— TASK DIRECTIONS —
Write out the whole of the material exactly.

Location identification items
■ ■ ■ ■

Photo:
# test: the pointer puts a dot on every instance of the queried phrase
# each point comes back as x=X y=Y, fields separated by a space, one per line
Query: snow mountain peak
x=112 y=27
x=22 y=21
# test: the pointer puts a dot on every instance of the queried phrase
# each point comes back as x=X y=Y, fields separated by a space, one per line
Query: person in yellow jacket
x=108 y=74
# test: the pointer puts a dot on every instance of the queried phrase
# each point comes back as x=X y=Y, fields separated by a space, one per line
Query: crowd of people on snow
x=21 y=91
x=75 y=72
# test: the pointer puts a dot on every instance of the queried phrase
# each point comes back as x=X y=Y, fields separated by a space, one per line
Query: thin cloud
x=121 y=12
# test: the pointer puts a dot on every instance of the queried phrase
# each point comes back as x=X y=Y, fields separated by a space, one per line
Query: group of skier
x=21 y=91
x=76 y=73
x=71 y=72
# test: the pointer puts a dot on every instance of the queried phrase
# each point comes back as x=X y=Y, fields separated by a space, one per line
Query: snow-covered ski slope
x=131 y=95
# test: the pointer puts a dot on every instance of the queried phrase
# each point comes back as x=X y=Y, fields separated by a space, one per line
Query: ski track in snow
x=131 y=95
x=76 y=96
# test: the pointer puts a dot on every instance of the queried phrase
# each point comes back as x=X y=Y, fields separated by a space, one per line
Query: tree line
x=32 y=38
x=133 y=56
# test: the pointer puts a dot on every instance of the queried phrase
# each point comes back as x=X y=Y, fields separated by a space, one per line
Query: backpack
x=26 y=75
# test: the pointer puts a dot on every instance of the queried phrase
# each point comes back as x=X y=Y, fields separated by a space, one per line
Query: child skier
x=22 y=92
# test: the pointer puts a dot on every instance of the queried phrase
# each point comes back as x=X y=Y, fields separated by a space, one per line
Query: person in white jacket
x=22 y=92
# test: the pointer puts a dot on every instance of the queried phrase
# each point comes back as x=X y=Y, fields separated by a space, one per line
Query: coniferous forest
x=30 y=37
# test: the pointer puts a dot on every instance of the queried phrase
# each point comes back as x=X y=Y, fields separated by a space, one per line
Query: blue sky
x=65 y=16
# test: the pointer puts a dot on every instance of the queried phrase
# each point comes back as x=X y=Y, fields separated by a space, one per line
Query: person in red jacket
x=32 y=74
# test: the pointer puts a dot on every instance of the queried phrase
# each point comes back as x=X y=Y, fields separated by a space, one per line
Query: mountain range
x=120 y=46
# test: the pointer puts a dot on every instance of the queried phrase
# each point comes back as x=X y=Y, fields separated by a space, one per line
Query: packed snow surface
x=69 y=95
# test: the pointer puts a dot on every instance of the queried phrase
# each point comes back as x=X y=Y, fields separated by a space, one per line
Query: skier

■ ■ ■ ■

— WRITTEN RESPONSE —
Photo:
# test: the pointer puts a dot on every instance of the queried phrase
# each point comes back as x=X y=Y, fields separated by a space, one per line
Query: snow mountain peak
x=112 y=27
x=22 y=21
# test: the pointer puts a dot on every instance of the queried phrase
# each point comes back as x=X y=Y, fields separated by a space, one per line
Query: person in yellow jacket
x=108 y=74
# test: the pointer puts a dot on every instance of the queried phrase
# each point comes back as x=X y=Y, fields separated by a space, one per line
Query: crowd of people on snow
x=21 y=91
x=75 y=72
# test: the pointer puts a dot on every instance of the queried phrase
# each point comes back as x=X y=Y, fields separated by a space, one per line
Query: thin cloud
x=121 y=12
# test: the pointer puts a dot on every instance of the queried phrase
# each point comes back as x=X y=Y, fields separated by a space, one per line
Query: group of skier
x=21 y=91
x=76 y=73
x=71 y=72
# test: the pointer puts a dot on every instance of the queried phrase
# each point comes back as x=X y=Y, fields separated by a space, one per line
Query: snow-covered ski slope
x=131 y=95
# test: the pointer puts a dot on every instance of the queried phrase
# each point comes back as x=X y=Y, fields separated by a space, one per line
Query: ski track in snow
x=131 y=95
x=76 y=96
# test: the pointer puts a dot on every instance of the queried phrase
# each point comes back as x=X y=Y, fields separated by a space, one per line
Query: tree line
x=32 y=38
x=133 y=56
# test: the pointer puts a dot on every instance of the queried phrase
# each point comes back as x=X y=Y, fields separated by a space, one per line
Query: backpack
x=26 y=75
# test: the pointer puts a dot on every instance of the queried phrase
# each point comes back as x=X y=Y, fields separated by a space, one per line
Query: child skier
x=22 y=92
# test: the pointer puts a dot on every instance of the queried phrase
# each point comes back as x=X y=Y, fields separated by a space, one per line
Query: person in white jacket
x=22 y=92
# test: the pointer puts a dot on every instance of the queried phrase
# each point comes back as x=X y=Y, fields separated by a space, one per line
Query: coniferous forest
x=30 y=37
# test: the pointer puts a dot on every instance of the queried phrase
# each point comes back as x=X y=Y, fields separated by a space, one per line
Query: blue sky
x=65 y=16
# test: the pointer puts a dot on every instance of the queried phrase
# each point comes back as x=X y=Y, fields separated by a space, one per line
Query: person in red jacket
x=32 y=74
# test: the pointer puts a dot on every instance of the queried phrase
# each point comes back as x=X y=Y, fields separated by a space, one per line
Query: mountain range
x=120 y=46
# test: the pointer puts a dot on every instance of the queried phrase
# each point comes back as x=X y=Y, fields separated by a space, one per line
Query: packed snow surface
x=69 y=95
# test: the pointer puts a dot on every instance of the queried phrase
# each point comes back as x=X y=Y, fields separated by a space, one per line
Query: skier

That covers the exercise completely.